=== EXERCISE OBJECTIVE ===
What do these questions ask about the forum thread below?
(a) Which celebrity does nate name in his post?
(b) Which two members does Melissa say she is with?
(c) At what event was the photo Melissa posted taken?

=== EXTRACT PROVIDED ===
========================================================================
# honest opinions, do you like these wheels



## AB (Jan 11, 2002)

rumratt said:


> I wouldn't kick her out of bed for eating crackers.
> 
> But are those cheek implants.  :dunno:


No cheek implants (face cheeks at least).


----------



## rumratt (Feb 22, 2003)

Ryan330i said:


> (face cheeks at least).


:lmao: Before and after pics please. :eeps:


----------



## Melissa (Aug 9, 2002)

rumratt said:


> But are those cheek implants.  :dunno:


I was asked that this past weekend!! 

No, Travis...skip the bolts. I'm with gek and plaz.


----------



## rumratt (Feb 22, 2003)

BimmerMlis said:


> I was asked that this past weekend!!


Which cheeks?


----------



## Melissa (Aug 9, 2002)

rumratt said:


> Which cheeks?


Melissa :slap: rumratt


----------



## nate (Dec 24, 2001)

Holy sh1t, that was Carmen Electra?

The airbrushed pic didn't even look like her.


----------



## AB (Jan 11, 2002)

BimmerMlis said:


> Melissa :slap: rumratt


Speaking of pics, when are you going to show some recent pics of yourself Melissa?

I mean you have been at this workout thing for MONTHS now (maybe over a year?). I bet the results are dramatic.

Whaddya say?


----------



## Melissa (Aug 9, 2002)

I'm not sure that this is what you're hoping for but..

Taken at the Arnold Schwarzenegger Bodybuilding Expo this past weekend. I'm with my favorite fitness babe, Monica Brant.

Sorry Travis..it's not like you've never jacked any threads before.


----------



## AB (Jan 11, 2002)

BimmerMlis said:


> I'm not sure that this is what you're hoping for but..
> 
> Taken at the Arnold Schwarzenegger Bodybuilding Expo this past weekend. I'm with my favorite fitness babe, Monica Brant.
> 
> Sorry Travis..it's not like you've never jacked any threads before.


Cool Melissa, looking good! :thumbup:


----------



## Melissa (Aug 9, 2002)

Ryan330i said:


> Cool Melissa, looking good! :thumbup:


You do realize that I'm not the blonde...


----------



## AB (Jan 11, 2002)

BimmerMlis said:


> You do realize that I'm not the blonde...


Of course, but I can tell the difference in your face from the lone pic you posted long ago with your hubby. You stated once you are down about 30 lbs? Have you hit your target weight?


----------



## Guest (Mar 11, 2004)

Okay, my $0.02.
========================================================================
(Data records)
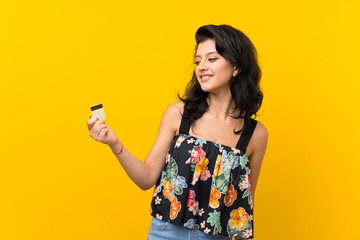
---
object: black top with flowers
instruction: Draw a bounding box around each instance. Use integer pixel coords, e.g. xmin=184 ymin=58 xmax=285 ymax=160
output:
xmin=150 ymin=110 xmax=257 ymax=239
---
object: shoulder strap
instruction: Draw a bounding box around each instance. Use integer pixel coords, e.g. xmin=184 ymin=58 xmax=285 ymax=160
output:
xmin=179 ymin=108 xmax=191 ymax=134
xmin=236 ymin=118 xmax=257 ymax=153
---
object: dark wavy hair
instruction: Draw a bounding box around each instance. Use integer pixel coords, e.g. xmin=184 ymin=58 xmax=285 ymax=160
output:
xmin=177 ymin=24 xmax=263 ymax=134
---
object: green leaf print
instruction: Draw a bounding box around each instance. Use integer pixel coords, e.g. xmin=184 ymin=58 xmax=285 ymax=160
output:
xmin=214 ymin=171 xmax=231 ymax=194
xmin=166 ymin=157 xmax=178 ymax=181
xmin=227 ymin=223 xmax=244 ymax=238
xmin=174 ymin=186 xmax=183 ymax=195
xmin=239 ymin=155 xmax=248 ymax=169
xmin=206 ymin=210 xmax=221 ymax=235
xmin=228 ymin=152 xmax=235 ymax=162
xmin=243 ymin=189 xmax=250 ymax=198
xmin=190 ymin=161 xmax=196 ymax=175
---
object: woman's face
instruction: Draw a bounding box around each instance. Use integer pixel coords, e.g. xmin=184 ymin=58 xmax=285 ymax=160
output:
xmin=195 ymin=39 xmax=237 ymax=93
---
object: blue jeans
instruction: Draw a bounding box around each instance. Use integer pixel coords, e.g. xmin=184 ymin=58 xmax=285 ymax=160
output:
xmin=147 ymin=218 xmax=231 ymax=240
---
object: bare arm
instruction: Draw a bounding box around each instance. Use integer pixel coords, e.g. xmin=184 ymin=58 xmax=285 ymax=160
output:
xmin=88 ymin=103 xmax=181 ymax=190
xmin=249 ymin=122 xmax=268 ymax=199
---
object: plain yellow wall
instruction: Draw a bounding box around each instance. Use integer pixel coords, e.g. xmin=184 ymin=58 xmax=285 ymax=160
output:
xmin=0 ymin=0 xmax=360 ymax=240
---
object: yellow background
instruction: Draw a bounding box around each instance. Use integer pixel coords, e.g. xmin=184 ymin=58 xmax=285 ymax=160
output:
xmin=0 ymin=0 xmax=360 ymax=240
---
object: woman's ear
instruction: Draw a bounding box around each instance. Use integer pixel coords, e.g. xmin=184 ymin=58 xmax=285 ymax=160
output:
xmin=233 ymin=66 xmax=239 ymax=77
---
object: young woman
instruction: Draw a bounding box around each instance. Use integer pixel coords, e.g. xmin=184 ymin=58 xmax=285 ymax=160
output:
xmin=87 ymin=25 xmax=268 ymax=239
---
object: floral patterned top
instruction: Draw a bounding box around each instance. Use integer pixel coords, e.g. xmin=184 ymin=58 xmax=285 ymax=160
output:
xmin=150 ymin=111 xmax=257 ymax=239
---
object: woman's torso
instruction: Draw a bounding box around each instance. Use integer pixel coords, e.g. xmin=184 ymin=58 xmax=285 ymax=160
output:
xmin=151 ymin=104 xmax=257 ymax=238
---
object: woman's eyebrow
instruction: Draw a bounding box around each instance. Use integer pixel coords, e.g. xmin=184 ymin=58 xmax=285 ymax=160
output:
xmin=195 ymin=52 xmax=217 ymax=57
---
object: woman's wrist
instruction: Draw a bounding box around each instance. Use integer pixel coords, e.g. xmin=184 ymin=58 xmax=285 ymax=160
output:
xmin=109 ymin=140 xmax=124 ymax=154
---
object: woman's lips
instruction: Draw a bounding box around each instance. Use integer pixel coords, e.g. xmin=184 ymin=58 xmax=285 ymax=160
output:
xmin=200 ymin=75 xmax=213 ymax=82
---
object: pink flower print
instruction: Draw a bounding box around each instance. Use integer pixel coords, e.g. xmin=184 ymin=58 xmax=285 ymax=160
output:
xmin=189 ymin=201 xmax=199 ymax=216
xmin=198 ymin=208 xmax=205 ymax=216
xmin=239 ymin=180 xmax=249 ymax=191
xmin=231 ymin=148 xmax=240 ymax=154
xmin=155 ymin=196 xmax=161 ymax=204
xmin=244 ymin=229 xmax=252 ymax=238
xmin=156 ymin=213 xmax=162 ymax=220
xmin=187 ymin=190 xmax=195 ymax=207
xmin=175 ymin=136 xmax=185 ymax=147
xmin=189 ymin=146 xmax=205 ymax=162
xmin=200 ymin=170 xmax=211 ymax=181
xmin=165 ymin=153 xmax=171 ymax=164
xmin=219 ymin=145 xmax=224 ymax=152
xmin=248 ymin=174 xmax=252 ymax=196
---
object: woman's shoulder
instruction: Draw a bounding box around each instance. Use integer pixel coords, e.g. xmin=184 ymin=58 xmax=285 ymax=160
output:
xmin=253 ymin=120 xmax=268 ymax=138
xmin=249 ymin=121 xmax=268 ymax=148
xmin=166 ymin=102 xmax=185 ymax=118
xmin=163 ymin=102 xmax=185 ymax=135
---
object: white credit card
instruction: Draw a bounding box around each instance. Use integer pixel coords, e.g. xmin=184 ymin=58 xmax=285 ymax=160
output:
xmin=90 ymin=103 xmax=105 ymax=120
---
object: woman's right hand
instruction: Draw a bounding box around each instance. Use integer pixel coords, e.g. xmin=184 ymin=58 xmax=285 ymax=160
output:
xmin=87 ymin=117 xmax=119 ymax=147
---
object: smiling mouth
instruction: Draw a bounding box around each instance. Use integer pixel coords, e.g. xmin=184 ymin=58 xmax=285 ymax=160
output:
xmin=200 ymin=75 xmax=213 ymax=82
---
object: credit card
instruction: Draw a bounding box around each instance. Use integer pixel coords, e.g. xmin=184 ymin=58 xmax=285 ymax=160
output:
xmin=90 ymin=103 xmax=105 ymax=120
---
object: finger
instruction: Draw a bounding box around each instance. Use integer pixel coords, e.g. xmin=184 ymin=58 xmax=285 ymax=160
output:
xmin=98 ymin=128 xmax=107 ymax=142
xmin=87 ymin=117 xmax=98 ymax=130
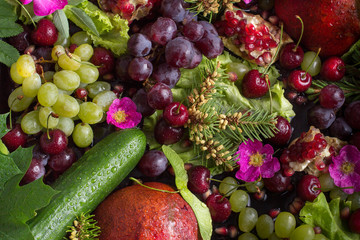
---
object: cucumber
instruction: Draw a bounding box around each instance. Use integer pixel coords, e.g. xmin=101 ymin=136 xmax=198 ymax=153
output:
xmin=29 ymin=129 xmax=146 ymax=240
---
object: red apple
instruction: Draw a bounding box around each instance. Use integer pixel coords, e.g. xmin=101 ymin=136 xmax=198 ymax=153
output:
xmin=275 ymin=0 xmax=360 ymax=56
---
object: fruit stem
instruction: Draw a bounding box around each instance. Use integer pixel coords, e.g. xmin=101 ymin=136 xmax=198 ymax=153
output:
xmin=293 ymin=15 xmax=304 ymax=52
xmin=129 ymin=177 xmax=180 ymax=193
xmin=305 ymin=48 xmax=321 ymax=75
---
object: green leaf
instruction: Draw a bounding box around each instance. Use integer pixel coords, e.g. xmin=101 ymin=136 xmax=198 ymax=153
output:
xmin=162 ymin=145 xmax=212 ymax=240
xmin=0 ymin=40 xmax=20 ymax=67
xmin=53 ymin=10 xmax=70 ymax=38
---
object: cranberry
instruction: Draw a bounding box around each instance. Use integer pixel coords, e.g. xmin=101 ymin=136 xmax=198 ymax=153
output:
xmin=205 ymin=193 xmax=231 ymax=223
xmin=297 ymin=175 xmax=321 ymax=202
xmin=188 ymin=166 xmax=210 ymax=194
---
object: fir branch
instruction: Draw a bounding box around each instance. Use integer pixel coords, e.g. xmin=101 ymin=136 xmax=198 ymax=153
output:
xmin=65 ymin=213 xmax=100 ymax=240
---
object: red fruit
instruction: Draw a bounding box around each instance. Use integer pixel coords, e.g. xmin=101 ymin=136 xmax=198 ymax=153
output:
xmin=90 ymin=47 xmax=115 ymax=76
xmin=297 ymin=175 xmax=321 ymax=202
xmin=287 ymin=70 xmax=312 ymax=92
xmin=275 ymin=0 xmax=360 ymax=56
xmin=320 ymin=57 xmax=346 ymax=82
xmin=349 ymin=209 xmax=360 ymax=234
xmin=31 ymin=18 xmax=58 ymax=46
xmin=205 ymin=193 xmax=231 ymax=223
xmin=241 ymin=69 xmax=269 ymax=98
xmin=1 ymin=124 xmax=27 ymax=152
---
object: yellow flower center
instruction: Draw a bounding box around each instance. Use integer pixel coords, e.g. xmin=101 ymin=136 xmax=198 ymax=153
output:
xmin=249 ymin=152 xmax=264 ymax=167
xmin=341 ymin=162 xmax=355 ymax=174
xmin=113 ymin=110 xmax=127 ymax=123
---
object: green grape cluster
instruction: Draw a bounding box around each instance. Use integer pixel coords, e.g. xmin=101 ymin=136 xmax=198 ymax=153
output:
xmin=8 ymin=43 xmax=117 ymax=148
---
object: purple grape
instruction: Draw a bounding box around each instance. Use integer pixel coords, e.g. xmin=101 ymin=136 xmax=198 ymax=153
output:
xmin=183 ymin=21 xmax=205 ymax=42
xmin=127 ymin=33 xmax=151 ymax=57
xmin=132 ymin=88 xmax=155 ymax=117
xmin=150 ymin=17 xmax=177 ymax=45
xmin=195 ymin=34 xmax=224 ymax=59
xmin=160 ymin=0 xmax=186 ymax=22
xmin=154 ymin=118 xmax=184 ymax=145
xmin=152 ymin=63 xmax=181 ymax=88
xmin=165 ymin=37 xmax=194 ymax=68
xmin=128 ymin=57 xmax=153 ymax=82
xmin=137 ymin=150 xmax=168 ymax=177
xmin=147 ymin=83 xmax=173 ymax=110
xmin=307 ymin=105 xmax=336 ymax=130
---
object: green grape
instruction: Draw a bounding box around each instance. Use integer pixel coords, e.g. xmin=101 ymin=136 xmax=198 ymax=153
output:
xmin=290 ymin=224 xmax=315 ymax=240
xmin=20 ymin=110 xmax=43 ymax=134
xmin=38 ymin=82 xmax=59 ymax=107
xmin=347 ymin=192 xmax=360 ymax=211
xmin=39 ymin=107 xmax=59 ymax=129
xmin=58 ymin=54 xmax=81 ymax=71
xmin=301 ymin=51 xmax=321 ymax=76
xmin=93 ymin=91 xmax=117 ymax=112
xmin=72 ymin=123 xmax=94 ymax=148
xmin=76 ymin=63 xmax=99 ymax=84
xmin=245 ymin=180 xmax=264 ymax=193
xmin=74 ymin=43 xmax=94 ymax=61
xmin=70 ymin=31 xmax=92 ymax=46
xmin=51 ymin=45 xmax=66 ymax=61
xmin=275 ymin=212 xmax=296 ymax=238
xmin=319 ymin=173 xmax=335 ymax=192
xmin=22 ymin=73 xmax=41 ymax=97
xmin=54 ymin=70 xmax=80 ymax=91
xmin=79 ymin=102 xmax=103 ymax=124
xmin=313 ymin=233 xmax=329 ymax=240
xmin=52 ymin=94 xmax=80 ymax=118
xmin=226 ymin=62 xmax=250 ymax=86
xmin=8 ymin=86 xmax=34 ymax=112
xmin=86 ymin=81 xmax=111 ymax=98
xmin=229 ymin=190 xmax=249 ymax=212
xmin=239 ymin=207 xmax=258 ymax=232
xmin=219 ymin=177 xmax=238 ymax=197
xmin=10 ymin=62 xmax=24 ymax=84
xmin=238 ymin=233 xmax=258 ymax=240
xmin=330 ymin=188 xmax=348 ymax=200
xmin=56 ymin=117 xmax=74 ymax=137
xmin=256 ymin=214 xmax=274 ymax=239
xmin=16 ymin=54 xmax=36 ymax=78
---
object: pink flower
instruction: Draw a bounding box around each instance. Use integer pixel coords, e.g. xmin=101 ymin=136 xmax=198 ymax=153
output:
xmin=329 ymin=145 xmax=360 ymax=194
xmin=235 ymin=140 xmax=280 ymax=182
xmin=20 ymin=0 xmax=68 ymax=16
xmin=106 ymin=97 xmax=141 ymax=129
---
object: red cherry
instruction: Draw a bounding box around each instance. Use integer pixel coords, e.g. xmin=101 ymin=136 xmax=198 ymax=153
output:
xmin=242 ymin=69 xmax=269 ymax=98
xmin=297 ymin=175 xmax=321 ymax=202
xmin=31 ymin=18 xmax=58 ymax=46
xmin=163 ymin=102 xmax=189 ymax=127
xmin=287 ymin=70 xmax=312 ymax=92
xmin=320 ymin=57 xmax=346 ymax=82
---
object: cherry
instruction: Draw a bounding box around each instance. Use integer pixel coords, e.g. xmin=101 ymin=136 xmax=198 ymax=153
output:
xmin=20 ymin=158 xmax=45 ymax=185
xmin=287 ymin=70 xmax=312 ymax=92
xmin=48 ymin=148 xmax=76 ymax=174
xmin=241 ymin=69 xmax=269 ymax=98
xmin=1 ymin=124 xmax=27 ymax=152
xmin=31 ymin=18 xmax=58 ymax=46
xmin=297 ymin=175 xmax=321 ymax=202
xmin=349 ymin=208 xmax=360 ymax=234
xmin=40 ymin=129 xmax=68 ymax=155
xmin=163 ymin=102 xmax=189 ymax=127
xmin=90 ymin=47 xmax=115 ymax=76
xmin=268 ymin=116 xmax=292 ymax=147
xmin=205 ymin=193 xmax=231 ymax=223
xmin=137 ymin=150 xmax=168 ymax=177
xmin=320 ymin=57 xmax=346 ymax=82
xmin=154 ymin=118 xmax=184 ymax=145
xmin=188 ymin=166 xmax=210 ymax=194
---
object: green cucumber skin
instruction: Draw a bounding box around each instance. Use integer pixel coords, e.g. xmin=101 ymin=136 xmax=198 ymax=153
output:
xmin=29 ymin=129 xmax=146 ymax=240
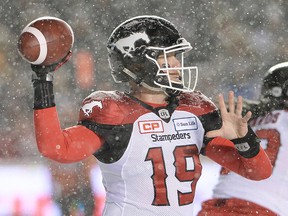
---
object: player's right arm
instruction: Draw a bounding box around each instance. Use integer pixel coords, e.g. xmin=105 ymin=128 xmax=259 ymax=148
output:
xmin=32 ymin=57 xmax=103 ymax=163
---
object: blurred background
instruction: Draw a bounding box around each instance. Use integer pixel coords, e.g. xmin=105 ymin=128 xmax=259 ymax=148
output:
xmin=0 ymin=0 xmax=288 ymax=216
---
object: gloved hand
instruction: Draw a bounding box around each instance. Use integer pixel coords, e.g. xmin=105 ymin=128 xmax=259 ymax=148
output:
xmin=31 ymin=51 xmax=72 ymax=80
xmin=31 ymin=51 xmax=72 ymax=109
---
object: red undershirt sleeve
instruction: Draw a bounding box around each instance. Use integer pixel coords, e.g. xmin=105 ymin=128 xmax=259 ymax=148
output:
xmin=34 ymin=107 xmax=103 ymax=163
xmin=206 ymin=137 xmax=272 ymax=180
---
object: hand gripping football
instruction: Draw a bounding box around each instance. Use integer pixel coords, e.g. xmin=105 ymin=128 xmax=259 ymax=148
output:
xmin=18 ymin=16 xmax=74 ymax=66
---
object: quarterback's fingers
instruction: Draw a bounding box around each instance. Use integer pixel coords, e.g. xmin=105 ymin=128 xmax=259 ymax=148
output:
xmin=205 ymin=129 xmax=221 ymax=138
xmin=218 ymin=94 xmax=227 ymax=115
xmin=236 ymin=96 xmax=243 ymax=115
xmin=228 ymin=91 xmax=235 ymax=113
xmin=243 ymin=111 xmax=252 ymax=123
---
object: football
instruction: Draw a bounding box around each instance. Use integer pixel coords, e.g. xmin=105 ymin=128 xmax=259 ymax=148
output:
xmin=17 ymin=16 xmax=74 ymax=66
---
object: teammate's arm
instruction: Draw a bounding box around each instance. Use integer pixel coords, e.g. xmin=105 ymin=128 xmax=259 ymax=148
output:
xmin=205 ymin=92 xmax=272 ymax=180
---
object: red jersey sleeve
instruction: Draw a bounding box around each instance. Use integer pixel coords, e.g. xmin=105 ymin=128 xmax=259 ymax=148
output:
xmin=34 ymin=107 xmax=103 ymax=163
xmin=206 ymin=137 xmax=272 ymax=180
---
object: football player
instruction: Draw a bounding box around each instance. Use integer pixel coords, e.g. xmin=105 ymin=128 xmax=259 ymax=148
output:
xmin=198 ymin=62 xmax=288 ymax=216
xmin=32 ymin=16 xmax=272 ymax=216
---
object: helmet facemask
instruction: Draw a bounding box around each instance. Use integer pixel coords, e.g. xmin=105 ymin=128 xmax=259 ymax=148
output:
xmin=146 ymin=38 xmax=198 ymax=95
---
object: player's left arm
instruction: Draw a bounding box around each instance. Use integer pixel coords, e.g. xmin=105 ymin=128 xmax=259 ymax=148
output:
xmin=205 ymin=137 xmax=272 ymax=180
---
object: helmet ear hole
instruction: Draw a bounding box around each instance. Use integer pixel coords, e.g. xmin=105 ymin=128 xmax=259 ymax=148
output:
xmin=282 ymin=80 xmax=288 ymax=98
========================================================================
=== THE COMPLETED TASK ===
(a) Carmen Electra
(b) gek and plaz
(c) The Arnold Schwarzenegger Bodybuilding Expo